*Texto proporcionado:*
★ ★ ★ ★

No obstante esa aparentemente difícil asociación entre literatura y derecho, tienen ambas una más que notable atingencia. La palabra es y ha sido herramienta irremplazable del quehacer jurídico, pero lo es también, y radicalmente, del oficio literario. Hay entre ambos un lazo de consanguinidad espiritual, un vínculo nacido de la misma sustancia vivificadora que es la palabra.

Dice a este respecto Giuseppa Ottimofiore que dado que “a través de la palabra el lenguaje funda todo discurso, el derecho y la literatura están necesariamente vinculados”34.

Hallaremos en muchas obras literarias el relato de vidas humanas cuya urdimbre se teje, en mayor o menor medida, con las fibras tensas y dramáticas de un conflicto jurídico. De ahí que se vea en la literatura un singular instrumento de reflexión sobre conceptos jurídicos35.

Una breve mirada al repertorio de grandes hitos de la literatura universal nos permite descubrir en ellos la presencia medular de un conflicto jurídico en torno al cual discurre la peripecia vital de los personajes; la cita puede ser extensa, pero a modo de ejemplo reseñaré solo los más conocidos: Antígona de Sófocles, El mercader de Venecia, de Shakespeare, Fuenteovejuna de Lope de Vega, Rebelión en la Granja de George Orwell, Crimen y castigo de Dostoievski. En estas obras, encontraremos, como razón subyacente del drama narrado, cuestiones de inconfundible enjundia jurídica: la legitimación del Derecho, la interpretación jurídica, la búsqueda ávida y desesperada de la justicia, el conflicto entre derecho y ley, o la sumisión del derecho al poder.

★ ★ ★ ★

*Requisitos de la tarea:* Prolongue el texto sobre el vínculo entre literatura y derecho a partir de su última oración.

(Extractos de datos de etiquetado de ubicaciones)
★ ★ ★ ★

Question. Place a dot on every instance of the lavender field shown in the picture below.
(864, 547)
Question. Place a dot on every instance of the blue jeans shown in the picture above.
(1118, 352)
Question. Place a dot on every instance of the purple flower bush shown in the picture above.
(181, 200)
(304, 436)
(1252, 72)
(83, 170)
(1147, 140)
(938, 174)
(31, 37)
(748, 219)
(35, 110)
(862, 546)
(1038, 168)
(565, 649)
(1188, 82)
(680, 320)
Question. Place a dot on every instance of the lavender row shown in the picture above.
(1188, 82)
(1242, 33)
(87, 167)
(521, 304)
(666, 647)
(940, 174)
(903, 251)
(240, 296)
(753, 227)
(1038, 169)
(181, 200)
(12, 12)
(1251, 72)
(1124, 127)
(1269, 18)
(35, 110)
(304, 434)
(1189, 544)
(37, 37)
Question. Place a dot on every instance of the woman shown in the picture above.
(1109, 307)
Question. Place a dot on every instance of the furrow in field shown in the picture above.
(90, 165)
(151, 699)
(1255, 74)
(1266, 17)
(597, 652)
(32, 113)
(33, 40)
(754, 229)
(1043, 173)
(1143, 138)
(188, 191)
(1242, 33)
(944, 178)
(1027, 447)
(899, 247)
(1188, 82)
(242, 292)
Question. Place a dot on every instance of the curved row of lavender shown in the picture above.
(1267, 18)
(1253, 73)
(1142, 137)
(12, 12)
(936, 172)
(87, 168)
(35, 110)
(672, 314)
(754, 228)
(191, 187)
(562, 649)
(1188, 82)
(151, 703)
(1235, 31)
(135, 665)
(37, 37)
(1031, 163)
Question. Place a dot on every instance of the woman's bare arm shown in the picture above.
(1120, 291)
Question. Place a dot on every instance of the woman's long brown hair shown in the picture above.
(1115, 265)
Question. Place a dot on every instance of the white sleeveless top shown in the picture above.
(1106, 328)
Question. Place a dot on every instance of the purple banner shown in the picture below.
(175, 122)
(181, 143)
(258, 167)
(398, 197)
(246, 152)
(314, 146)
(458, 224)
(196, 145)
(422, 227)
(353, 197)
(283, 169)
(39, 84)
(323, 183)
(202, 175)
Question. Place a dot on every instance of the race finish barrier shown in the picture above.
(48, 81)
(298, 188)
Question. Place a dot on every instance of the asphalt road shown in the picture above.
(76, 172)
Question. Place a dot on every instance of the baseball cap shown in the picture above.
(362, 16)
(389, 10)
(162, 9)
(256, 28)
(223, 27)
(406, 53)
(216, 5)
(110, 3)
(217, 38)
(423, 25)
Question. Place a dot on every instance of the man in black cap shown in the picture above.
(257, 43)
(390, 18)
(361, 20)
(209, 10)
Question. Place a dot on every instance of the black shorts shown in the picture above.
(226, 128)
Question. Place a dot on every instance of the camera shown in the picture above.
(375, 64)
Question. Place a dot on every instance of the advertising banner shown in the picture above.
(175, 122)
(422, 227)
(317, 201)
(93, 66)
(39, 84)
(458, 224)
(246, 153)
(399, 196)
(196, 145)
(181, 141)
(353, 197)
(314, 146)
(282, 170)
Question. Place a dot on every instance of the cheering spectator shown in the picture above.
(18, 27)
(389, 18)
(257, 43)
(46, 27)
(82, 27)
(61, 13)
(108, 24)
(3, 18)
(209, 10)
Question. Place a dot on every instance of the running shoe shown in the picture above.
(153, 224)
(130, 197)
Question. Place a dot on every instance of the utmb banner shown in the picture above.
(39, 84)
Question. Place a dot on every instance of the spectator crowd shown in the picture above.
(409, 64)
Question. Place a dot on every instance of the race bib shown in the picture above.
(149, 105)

★ ★ ★ ★

*Respuesta:*
También se habla de una literatura del poder, género que ha sido especialmente cultivado en Latinoamérica; recordemos, por ejemplo, Yo El Supremo, de Roa Bastos, El Señor Presidente, de Miguel Ángel Asturias, El otoño del Patriarca, de García Márquez, o, en fin, Conversación en la catedral, La Fiesta del Chivo y Tiempos recios de Vargas Llosa. Diríase que esta modalidad de literatura vale como la crónica del poder omnímodo, arbitrario y dictatorial hecho ley, de la negación del derecho y de la abolición del Estado de Derecho. Son estas novelas, en palabras de Corral “la narración de la arbitrariedad, de la ausencia de los derechos como potestades individuales que nacen de la dignidad de cada ser, de la manipulación del derecho como norma y de la transformación de las constituciones en las hojas de ruta de proyectos autoritarios”36.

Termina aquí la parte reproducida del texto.